Record extracts =

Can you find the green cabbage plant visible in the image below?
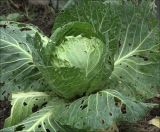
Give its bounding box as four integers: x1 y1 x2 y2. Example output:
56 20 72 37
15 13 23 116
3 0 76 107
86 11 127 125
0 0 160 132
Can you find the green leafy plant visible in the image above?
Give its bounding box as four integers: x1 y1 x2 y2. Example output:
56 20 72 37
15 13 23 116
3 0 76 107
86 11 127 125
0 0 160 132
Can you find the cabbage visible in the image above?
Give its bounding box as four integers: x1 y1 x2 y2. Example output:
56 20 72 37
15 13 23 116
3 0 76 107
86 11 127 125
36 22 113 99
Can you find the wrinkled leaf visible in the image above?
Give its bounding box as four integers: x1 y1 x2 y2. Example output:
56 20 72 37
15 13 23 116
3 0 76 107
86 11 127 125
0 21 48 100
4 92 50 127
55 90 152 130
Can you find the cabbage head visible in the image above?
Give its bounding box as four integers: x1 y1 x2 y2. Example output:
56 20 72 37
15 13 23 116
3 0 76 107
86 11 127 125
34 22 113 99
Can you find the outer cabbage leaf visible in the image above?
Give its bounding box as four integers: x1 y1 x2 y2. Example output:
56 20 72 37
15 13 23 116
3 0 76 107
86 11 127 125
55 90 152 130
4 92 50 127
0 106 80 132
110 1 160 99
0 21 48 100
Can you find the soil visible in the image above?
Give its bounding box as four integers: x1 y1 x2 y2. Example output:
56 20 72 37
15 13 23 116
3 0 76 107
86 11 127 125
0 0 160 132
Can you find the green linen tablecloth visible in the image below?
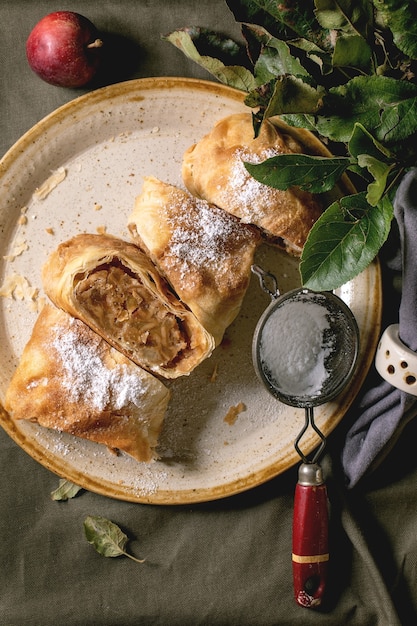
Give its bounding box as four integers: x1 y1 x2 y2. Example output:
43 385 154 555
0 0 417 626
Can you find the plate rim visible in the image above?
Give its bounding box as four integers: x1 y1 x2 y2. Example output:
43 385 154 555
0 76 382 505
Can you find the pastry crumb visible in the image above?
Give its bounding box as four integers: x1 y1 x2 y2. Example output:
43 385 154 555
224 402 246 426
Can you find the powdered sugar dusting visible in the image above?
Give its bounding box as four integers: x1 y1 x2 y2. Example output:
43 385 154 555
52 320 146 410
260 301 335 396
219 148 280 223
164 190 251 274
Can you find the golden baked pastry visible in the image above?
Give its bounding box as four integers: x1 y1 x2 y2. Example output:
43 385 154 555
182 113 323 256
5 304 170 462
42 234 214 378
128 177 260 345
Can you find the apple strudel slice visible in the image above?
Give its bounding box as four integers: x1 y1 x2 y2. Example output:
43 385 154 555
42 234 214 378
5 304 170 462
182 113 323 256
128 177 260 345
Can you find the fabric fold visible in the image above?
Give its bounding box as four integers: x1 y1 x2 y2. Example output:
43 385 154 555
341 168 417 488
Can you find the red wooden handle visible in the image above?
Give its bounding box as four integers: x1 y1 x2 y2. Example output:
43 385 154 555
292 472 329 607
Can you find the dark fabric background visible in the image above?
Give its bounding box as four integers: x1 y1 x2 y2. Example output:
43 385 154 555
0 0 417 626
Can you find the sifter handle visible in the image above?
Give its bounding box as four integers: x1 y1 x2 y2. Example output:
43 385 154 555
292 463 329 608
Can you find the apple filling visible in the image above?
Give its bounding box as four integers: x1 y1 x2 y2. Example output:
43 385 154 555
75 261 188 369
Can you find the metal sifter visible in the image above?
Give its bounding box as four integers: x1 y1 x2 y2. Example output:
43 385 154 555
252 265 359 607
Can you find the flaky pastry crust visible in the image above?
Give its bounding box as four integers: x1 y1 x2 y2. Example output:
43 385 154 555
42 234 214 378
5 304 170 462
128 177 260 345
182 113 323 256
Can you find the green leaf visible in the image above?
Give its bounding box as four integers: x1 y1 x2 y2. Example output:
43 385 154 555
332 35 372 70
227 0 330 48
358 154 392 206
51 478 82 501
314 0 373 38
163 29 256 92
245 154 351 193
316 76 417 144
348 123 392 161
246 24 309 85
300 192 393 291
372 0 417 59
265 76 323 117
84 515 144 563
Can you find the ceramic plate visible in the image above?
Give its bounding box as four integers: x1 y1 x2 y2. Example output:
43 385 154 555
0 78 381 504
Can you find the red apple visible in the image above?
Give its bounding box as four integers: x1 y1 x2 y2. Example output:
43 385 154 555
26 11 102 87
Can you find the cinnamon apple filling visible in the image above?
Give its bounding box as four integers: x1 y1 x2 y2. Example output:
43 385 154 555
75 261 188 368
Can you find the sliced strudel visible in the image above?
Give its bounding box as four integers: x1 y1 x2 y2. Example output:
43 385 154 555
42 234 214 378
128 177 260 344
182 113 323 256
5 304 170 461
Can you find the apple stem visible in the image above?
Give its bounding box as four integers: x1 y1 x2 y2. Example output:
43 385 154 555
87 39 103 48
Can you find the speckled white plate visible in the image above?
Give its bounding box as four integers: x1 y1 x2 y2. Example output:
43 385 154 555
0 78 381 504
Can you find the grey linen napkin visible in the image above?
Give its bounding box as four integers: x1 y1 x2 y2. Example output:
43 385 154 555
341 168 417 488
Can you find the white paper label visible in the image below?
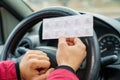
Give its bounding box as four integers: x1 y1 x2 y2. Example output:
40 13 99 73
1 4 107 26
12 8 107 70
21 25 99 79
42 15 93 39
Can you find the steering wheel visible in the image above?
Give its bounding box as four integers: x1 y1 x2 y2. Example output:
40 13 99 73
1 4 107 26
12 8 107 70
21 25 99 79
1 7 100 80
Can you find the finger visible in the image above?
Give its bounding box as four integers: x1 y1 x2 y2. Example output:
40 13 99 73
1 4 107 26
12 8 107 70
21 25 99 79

What this task involves =
Gather every line of the listing that contains the string "handle".

Response =
Can you find the red wooden handle visible in the image above?
Can you find the sifter handle visible in the image above?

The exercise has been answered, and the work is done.